Give an exact transcription of every line, dropping the images.

* **DATA SUPPLIED**
>>
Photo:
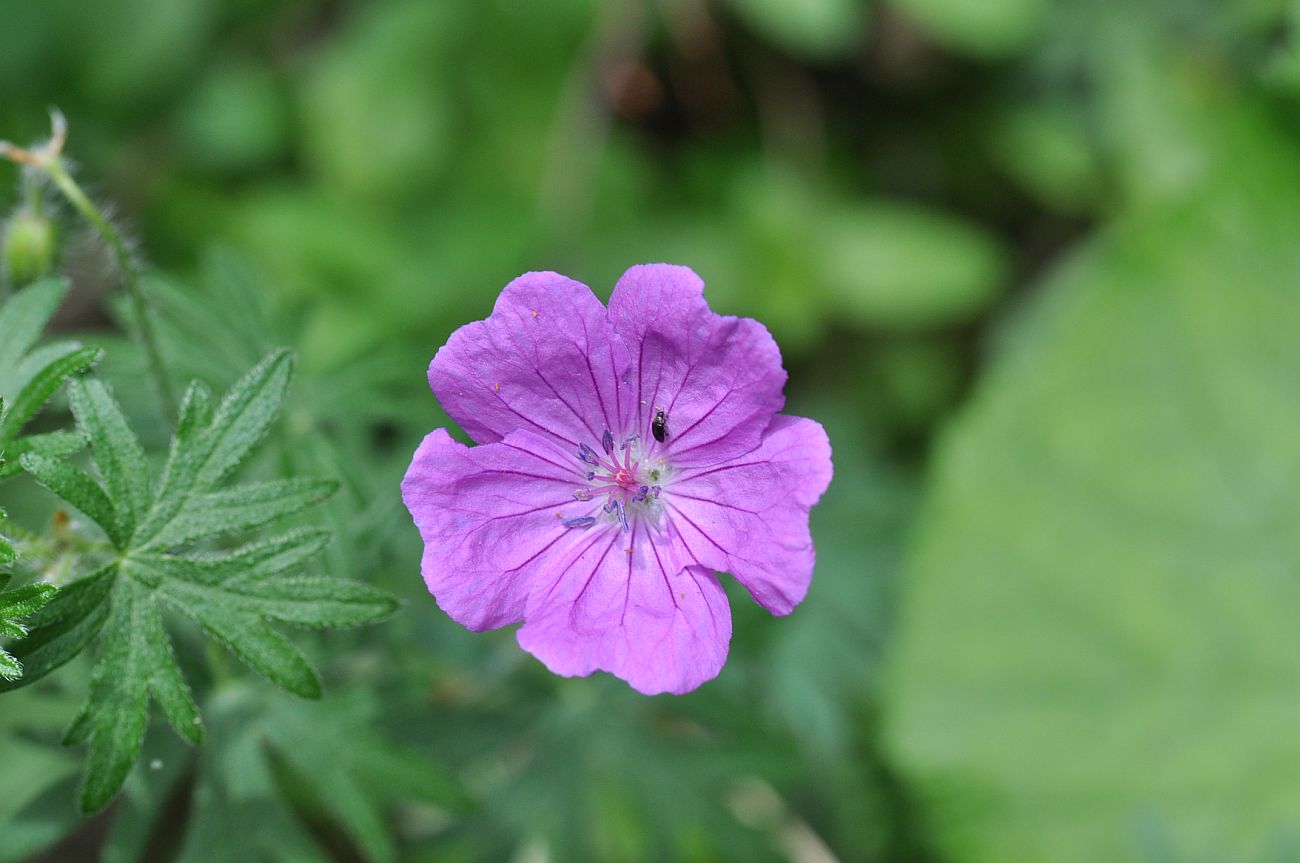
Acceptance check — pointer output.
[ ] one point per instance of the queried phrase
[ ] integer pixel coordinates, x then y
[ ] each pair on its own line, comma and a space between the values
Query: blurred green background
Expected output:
1035, 264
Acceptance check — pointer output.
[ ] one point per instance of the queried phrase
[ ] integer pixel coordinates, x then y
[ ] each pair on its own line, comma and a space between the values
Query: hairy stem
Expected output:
130, 270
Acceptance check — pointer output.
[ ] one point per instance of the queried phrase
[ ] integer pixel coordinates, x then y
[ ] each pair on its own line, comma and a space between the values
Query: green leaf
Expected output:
81, 490
243, 417
1099, 632
63, 628
232, 594
116, 712
248, 563
24, 317
317, 602
241, 508
43, 385
230, 620
115, 447
52, 445
980, 27
818, 29
351, 767
16, 606
182, 462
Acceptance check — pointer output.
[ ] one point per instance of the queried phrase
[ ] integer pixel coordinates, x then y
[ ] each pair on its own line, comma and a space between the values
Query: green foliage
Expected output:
29, 378
1091, 651
152, 528
14, 606
1099, 634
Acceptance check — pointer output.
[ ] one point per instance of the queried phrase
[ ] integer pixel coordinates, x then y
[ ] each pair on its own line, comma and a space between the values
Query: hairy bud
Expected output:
30, 243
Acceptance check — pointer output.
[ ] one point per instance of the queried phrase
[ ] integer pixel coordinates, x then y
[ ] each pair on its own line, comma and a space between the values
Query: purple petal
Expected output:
607, 610
718, 378
750, 516
492, 519
545, 360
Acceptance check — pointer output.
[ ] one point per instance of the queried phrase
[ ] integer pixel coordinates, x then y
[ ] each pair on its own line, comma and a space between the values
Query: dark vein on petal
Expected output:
589, 580
627, 586
566, 468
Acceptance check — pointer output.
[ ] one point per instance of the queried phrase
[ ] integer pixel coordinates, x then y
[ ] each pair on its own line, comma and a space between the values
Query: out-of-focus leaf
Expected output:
1049, 151
818, 29
376, 129
1099, 634
237, 120
904, 267
980, 27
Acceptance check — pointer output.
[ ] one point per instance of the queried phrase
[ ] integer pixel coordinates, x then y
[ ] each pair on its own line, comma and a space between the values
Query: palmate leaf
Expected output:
29, 378
16, 606
330, 758
232, 593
<<
* **CORRECT RESULT**
Photo:
Acceptance check — pointer output.
[ ] one point per instance of the queried phrase
[ ] integer pixel coordinates, x then y
[ ] each pair on its own line, comma and a space between the values
Query: blurred green background
Expected output:
1035, 264
Acceptance check — pointer output.
[ ] one point per instance of the queried phrase
[ ] integer pixel coordinates, x then y
[ ] each pair on its own line, comma and a space between the values
Query: hairy stem
Expected output:
130, 270
Acceptance check — pointer output.
[ ] one point per instance of the queried phrase
[ ] integer pixel coordinates, x then y
[ ] each pair on its own line, comma and a space between the values
Query: green leaf
Expected output:
81, 490
243, 417
1099, 632
63, 628
232, 594
116, 712
248, 563
24, 317
317, 602
241, 508
43, 385
230, 620
115, 447
52, 445
980, 27
818, 29
351, 767
16, 606
182, 462
Acceptance check — pointer output.
[ ] one point per instance of the queried phrase
[ ] integer pixel coordinates, x then y
[ ] each pair on its own line, comma and a space between the values
Query: green foliage
Expected output:
29, 378
1091, 651
152, 528
14, 606
1099, 634
Acceptance check — pointer output.
[ ] one point per instance of the queried phrase
[ ] integer pixel coordinates, x then y
[ ] each pair on its own line, comma and a space between the values
Query: hairy bud
Expected output:
30, 243
Acceptance check — pointer output.
[ ] one point per instance of the queried phrase
[ ] integer pixel coordinates, x then y
[ ] each pair on its own line, comma and a space between the values
Query: purple petal
Expected output:
607, 610
718, 378
750, 516
492, 519
545, 360
Acceptance check — pointer output.
[ ] one point per instance of the queried phrase
[ ] integer pixel coordinates, x then y
[ ] each pair on its own line, comma and a space between the values
Query: dark vein on petal
Expected output:
589, 580
627, 586
566, 468
Acceptance check — pointer output.
[ ] one point per instance of the queried phrase
[ ] integer pixel coordinates, x then y
[ ] each pair on its own line, comma and a space between the values
Query: out-of-focus leaf
Expected output:
1049, 151
818, 29
376, 129
1099, 634
237, 120
904, 267
980, 27
Acceptance check — pointer output.
[ ] one point per instance of the queried phrase
[ ] integer pixel coordinates, x then y
[ ] each pair on its own line, comma and a space between the values
Query: palmate leaf
Expected output:
29, 378
16, 606
330, 758
232, 593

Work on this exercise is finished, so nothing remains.